Records for this exercise:
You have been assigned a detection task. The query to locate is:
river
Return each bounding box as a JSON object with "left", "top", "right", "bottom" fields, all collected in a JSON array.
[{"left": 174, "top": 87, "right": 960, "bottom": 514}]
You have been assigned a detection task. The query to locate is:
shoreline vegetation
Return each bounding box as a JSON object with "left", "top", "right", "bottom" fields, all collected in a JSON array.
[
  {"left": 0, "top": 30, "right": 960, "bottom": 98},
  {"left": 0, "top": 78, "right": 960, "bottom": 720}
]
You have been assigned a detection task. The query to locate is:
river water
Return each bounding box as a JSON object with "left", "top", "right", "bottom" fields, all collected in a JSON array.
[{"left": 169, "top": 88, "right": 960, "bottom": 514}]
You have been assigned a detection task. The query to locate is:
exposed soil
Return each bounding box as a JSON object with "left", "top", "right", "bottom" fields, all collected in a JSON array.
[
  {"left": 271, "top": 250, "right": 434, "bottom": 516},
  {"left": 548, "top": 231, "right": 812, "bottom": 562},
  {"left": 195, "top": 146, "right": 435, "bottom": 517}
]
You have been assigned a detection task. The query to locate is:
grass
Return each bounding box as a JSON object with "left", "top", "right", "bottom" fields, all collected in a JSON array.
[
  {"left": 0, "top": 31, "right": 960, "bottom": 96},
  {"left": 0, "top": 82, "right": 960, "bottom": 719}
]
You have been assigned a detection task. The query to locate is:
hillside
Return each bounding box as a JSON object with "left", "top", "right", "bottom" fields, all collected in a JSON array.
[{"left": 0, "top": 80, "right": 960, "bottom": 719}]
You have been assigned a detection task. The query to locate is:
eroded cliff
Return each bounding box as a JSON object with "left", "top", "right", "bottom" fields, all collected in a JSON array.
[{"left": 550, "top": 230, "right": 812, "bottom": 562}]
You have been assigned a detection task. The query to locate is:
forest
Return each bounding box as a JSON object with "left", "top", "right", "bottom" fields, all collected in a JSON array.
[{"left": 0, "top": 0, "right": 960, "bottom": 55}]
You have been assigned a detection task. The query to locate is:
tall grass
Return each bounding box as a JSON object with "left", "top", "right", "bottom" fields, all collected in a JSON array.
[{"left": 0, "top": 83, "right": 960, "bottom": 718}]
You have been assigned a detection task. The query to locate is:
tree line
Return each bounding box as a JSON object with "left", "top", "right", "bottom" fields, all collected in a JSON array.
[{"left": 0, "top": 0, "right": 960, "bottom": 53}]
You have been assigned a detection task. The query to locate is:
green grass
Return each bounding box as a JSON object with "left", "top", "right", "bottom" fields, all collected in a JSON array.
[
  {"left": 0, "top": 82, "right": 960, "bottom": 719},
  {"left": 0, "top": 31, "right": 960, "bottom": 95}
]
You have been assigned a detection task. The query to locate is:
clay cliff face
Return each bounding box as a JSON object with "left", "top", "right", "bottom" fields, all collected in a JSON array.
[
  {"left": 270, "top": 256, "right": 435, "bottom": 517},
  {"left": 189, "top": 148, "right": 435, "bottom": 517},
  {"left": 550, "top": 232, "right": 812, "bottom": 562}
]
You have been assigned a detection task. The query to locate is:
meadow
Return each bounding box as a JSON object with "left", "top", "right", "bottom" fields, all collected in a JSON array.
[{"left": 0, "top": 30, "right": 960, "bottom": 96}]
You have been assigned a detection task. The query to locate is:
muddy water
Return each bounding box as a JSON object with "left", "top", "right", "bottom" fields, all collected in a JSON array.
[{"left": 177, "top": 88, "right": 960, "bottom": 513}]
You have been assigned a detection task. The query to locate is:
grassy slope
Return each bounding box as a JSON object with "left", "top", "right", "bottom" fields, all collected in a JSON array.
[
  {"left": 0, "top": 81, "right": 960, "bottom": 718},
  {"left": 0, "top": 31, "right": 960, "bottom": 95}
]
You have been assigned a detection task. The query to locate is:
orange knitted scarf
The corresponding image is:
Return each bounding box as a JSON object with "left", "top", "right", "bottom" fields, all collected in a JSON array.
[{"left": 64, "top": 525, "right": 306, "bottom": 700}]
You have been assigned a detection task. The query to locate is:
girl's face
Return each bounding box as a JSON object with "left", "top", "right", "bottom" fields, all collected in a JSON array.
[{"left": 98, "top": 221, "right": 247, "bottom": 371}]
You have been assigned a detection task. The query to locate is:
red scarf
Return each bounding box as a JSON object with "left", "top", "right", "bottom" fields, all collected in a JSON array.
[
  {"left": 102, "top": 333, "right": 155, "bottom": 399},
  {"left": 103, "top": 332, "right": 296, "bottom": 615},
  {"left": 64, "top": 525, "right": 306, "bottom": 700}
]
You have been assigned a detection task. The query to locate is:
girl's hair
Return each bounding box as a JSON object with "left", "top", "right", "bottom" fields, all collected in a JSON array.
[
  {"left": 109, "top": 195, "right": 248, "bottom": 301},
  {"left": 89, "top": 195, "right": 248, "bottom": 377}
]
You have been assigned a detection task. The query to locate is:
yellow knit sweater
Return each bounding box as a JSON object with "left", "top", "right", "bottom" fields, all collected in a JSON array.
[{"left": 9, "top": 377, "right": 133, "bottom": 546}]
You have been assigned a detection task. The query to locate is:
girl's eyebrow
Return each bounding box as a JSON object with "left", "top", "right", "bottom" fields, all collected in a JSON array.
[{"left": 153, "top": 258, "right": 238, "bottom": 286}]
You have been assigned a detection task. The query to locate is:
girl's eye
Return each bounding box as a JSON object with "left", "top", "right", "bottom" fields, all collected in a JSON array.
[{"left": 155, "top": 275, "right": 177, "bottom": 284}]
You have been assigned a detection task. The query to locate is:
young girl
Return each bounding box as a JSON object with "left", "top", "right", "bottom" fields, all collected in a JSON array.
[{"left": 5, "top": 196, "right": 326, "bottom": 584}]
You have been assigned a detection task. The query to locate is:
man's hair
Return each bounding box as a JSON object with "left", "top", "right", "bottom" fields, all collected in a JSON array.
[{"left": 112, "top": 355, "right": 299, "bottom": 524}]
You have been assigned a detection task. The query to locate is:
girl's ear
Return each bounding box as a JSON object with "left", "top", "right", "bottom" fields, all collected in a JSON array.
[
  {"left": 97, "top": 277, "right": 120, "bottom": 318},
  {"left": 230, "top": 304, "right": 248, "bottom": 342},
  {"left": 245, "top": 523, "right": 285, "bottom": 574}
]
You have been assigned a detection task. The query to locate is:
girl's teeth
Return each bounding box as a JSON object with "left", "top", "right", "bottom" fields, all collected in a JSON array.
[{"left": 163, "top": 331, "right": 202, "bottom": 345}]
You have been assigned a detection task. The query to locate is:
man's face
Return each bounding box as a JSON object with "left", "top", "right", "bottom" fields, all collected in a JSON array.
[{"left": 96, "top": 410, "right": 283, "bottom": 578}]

The task:
Extract every line from the entries above that contains the word "face", copying each such line in full.

Answer to the exercise:
clay cliff face
girl's face
man's face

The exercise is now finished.